# Required action
What lines in the records below contain the string "flower"? Copy every one.
#### Data section
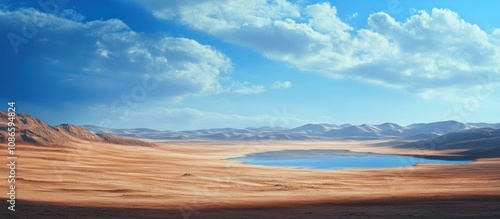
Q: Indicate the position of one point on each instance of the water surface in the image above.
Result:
(340, 159)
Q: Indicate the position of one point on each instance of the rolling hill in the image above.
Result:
(30, 130)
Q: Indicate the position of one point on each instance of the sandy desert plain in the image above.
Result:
(195, 179)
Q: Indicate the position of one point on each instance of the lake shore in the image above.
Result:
(196, 177)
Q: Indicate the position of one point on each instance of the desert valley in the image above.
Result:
(68, 172)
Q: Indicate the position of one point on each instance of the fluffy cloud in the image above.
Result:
(63, 59)
(245, 88)
(279, 84)
(425, 53)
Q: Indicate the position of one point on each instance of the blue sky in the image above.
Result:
(182, 65)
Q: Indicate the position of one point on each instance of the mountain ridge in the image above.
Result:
(306, 132)
(30, 130)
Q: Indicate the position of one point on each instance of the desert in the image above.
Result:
(195, 179)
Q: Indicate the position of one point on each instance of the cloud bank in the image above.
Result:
(428, 53)
(65, 59)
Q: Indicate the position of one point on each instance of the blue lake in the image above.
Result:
(342, 159)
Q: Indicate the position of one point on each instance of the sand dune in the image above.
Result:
(195, 178)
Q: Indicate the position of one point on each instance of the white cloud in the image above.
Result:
(100, 60)
(279, 84)
(246, 88)
(423, 54)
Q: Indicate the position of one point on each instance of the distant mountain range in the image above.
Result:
(474, 140)
(480, 142)
(30, 130)
(305, 132)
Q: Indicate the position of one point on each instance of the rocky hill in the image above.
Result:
(30, 130)
(481, 142)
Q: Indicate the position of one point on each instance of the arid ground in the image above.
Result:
(195, 179)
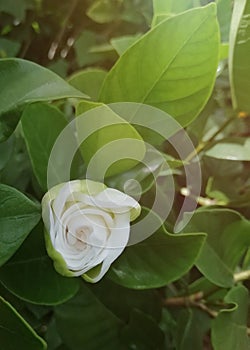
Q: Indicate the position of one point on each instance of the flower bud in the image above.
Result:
(87, 227)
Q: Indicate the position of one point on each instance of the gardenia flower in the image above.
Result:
(87, 227)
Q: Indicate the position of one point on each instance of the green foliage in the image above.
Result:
(239, 49)
(31, 266)
(28, 83)
(15, 332)
(40, 137)
(232, 321)
(18, 215)
(167, 79)
(69, 71)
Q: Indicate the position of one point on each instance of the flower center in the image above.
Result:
########
# Answer box
Q: Indicate the position of one point on each instance of the flower bud in the image above.
Q: Indicate the position of one point on each instance of the gardenia flower in the image above.
Q: Indicate the position of one point on each instance of the flower center in the image above.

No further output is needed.